Class Warfare and American Imperialism

By: Charles Sullivan

Only the most naïve among us can doubt that our hypothetical representatives in government are no longer responsive to the needs of the people. That politicians are beholden to corporate wealth and hence subject to corporate control is well understood. That is why most Americans don't vote. Yet there are some notable exceptions to this rule. There are still a few good souls in Congress who actually serve the people. You can rest assured, however, that the corporate lobbyists (backed by tons of money) are targeting these people for defeat in future elections; they have plans to replace them with their own robotic pawns in business. Some good people in Congress have already lost their seat to conservative foes in the recent elections - Congresswoman Cynthia McKinney, among them.

GIVEN TASK 1: According to the essay on class warfare and American imperialism, which congresswoman lost her seat to conservative foes in the recent elections?
GIVEN TASK 2: Write out the part of the essay on class warfare and American imperialism between "Only the most" and "McKinney, among them.", inclusive.

Coordinate annotation entries:
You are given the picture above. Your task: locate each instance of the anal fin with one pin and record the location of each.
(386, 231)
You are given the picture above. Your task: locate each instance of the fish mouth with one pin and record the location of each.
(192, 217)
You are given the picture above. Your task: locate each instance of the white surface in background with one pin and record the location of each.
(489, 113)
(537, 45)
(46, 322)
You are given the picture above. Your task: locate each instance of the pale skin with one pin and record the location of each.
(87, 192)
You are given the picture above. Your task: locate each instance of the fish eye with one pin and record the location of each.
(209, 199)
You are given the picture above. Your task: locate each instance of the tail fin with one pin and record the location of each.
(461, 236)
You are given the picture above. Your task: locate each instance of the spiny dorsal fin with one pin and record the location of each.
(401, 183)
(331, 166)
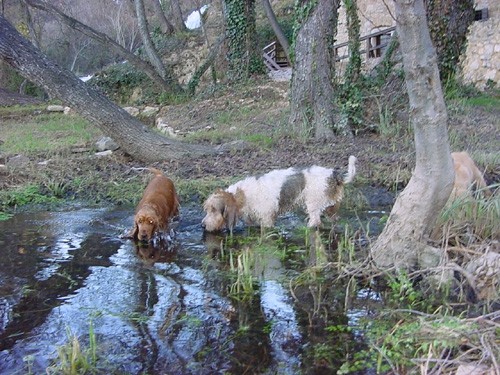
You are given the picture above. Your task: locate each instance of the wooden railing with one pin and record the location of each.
(274, 57)
(375, 43)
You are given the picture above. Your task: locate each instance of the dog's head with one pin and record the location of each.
(222, 210)
(145, 224)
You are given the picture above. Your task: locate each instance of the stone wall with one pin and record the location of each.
(480, 64)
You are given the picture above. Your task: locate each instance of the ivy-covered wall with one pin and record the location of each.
(480, 64)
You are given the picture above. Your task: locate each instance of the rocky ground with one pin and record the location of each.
(261, 109)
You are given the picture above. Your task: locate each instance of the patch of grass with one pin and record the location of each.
(47, 133)
(74, 358)
(21, 110)
(467, 219)
(29, 194)
(486, 101)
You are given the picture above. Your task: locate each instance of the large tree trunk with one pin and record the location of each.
(176, 14)
(241, 38)
(168, 84)
(149, 47)
(403, 243)
(133, 137)
(312, 91)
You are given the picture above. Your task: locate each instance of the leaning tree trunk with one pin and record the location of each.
(133, 137)
(273, 21)
(403, 242)
(312, 91)
(149, 47)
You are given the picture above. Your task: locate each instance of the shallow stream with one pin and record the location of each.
(157, 310)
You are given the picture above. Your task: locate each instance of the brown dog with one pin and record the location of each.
(467, 176)
(159, 204)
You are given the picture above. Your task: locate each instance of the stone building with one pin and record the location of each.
(480, 64)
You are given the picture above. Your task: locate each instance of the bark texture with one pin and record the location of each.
(168, 84)
(403, 242)
(312, 91)
(133, 137)
(149, 47)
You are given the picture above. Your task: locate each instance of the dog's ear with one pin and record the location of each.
(133, 232)
(230, 214)
(239, 198)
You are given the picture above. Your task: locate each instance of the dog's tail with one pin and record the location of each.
(351, 170)
(157, 172)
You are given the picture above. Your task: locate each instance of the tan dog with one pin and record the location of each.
(159, 204)
(467, 176)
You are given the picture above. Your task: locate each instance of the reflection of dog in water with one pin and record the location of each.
(159, 251)
(158, 206)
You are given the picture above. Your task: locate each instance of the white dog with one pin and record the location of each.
(261, 199)
(467, 176)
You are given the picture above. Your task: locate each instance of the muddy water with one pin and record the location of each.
(159, 310)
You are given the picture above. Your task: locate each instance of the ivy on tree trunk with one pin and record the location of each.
(242, 55)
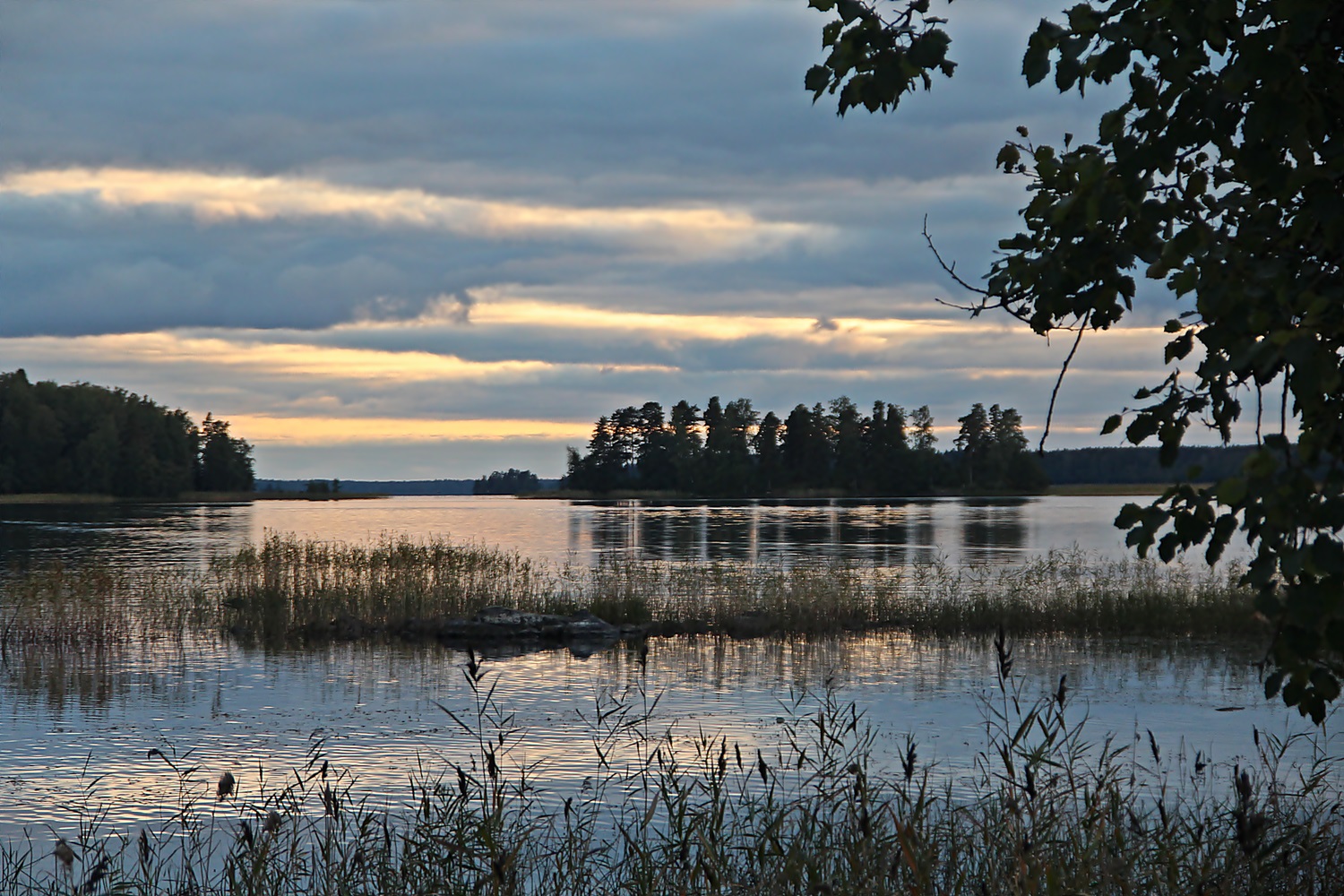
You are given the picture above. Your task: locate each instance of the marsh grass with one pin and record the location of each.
(1053, 809)
(288, 587)
(289, 591)
(99, 607)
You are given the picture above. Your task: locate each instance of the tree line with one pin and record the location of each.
(90, 440)
(731, 450)
(507, 482)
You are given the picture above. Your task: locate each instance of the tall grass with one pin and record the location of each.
(81, 607)
(287, 590)
(1053, 809)
(288, 587)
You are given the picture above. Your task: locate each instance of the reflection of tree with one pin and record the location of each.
(994, 530)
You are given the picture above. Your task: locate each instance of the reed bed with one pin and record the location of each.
(1054, 809)
(59, 606)
(288, 587)
(289, 591)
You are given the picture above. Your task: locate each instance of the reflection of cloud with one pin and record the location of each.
(694, 231)
(331, 430)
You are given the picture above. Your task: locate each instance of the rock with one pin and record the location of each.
(749, 625)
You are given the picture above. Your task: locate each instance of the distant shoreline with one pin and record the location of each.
(1073, 489)
(185, 497)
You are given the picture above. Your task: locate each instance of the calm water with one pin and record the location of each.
(961, 530)
(75, 729)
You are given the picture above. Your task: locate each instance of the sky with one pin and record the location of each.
(394, 239)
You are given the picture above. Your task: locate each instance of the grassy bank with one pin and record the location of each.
(290, 591)
(1050, 807)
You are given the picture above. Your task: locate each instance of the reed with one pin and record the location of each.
(1050, 807)
(97, 607)
(289, 589)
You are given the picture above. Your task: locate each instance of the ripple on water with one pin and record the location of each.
(263, 713)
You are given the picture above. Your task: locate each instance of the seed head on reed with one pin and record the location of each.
(225, 788)
(64, 853)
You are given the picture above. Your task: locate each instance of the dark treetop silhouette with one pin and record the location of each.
(1219, 175)
(89, 440)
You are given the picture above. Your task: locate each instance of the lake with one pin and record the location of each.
(75, 729)
(889, 533)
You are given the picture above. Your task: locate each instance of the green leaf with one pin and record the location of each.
(1008, 158)
(817, 80)
(1035, 64)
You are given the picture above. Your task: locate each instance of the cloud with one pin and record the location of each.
(212, 199)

CORRECT OUTPUT 1: Cynthia McKinney

CORRECT OUTPUT 2:
Only the most naïve among us can doubt that our hypothetical representatives in government are no longer responsive to the needs of the people. That politicians are beholden to corporate wealth and hence subject to corporate control is well understood. That is why most Americans don't vote. Yet there are some notable exceptions to this rule. There are still a few good souls in Congress who actually serve the people. You can rest assured, however, that the corporate lobbyists (backed by tons of money) are targeting these people for defeat in future elections; they have plans to replace them with their own robotic pawns in business. Some good people in Congress have already lost their seat to conservative foes in the recent elections - Congresswoman Cynthia McKinney, among them.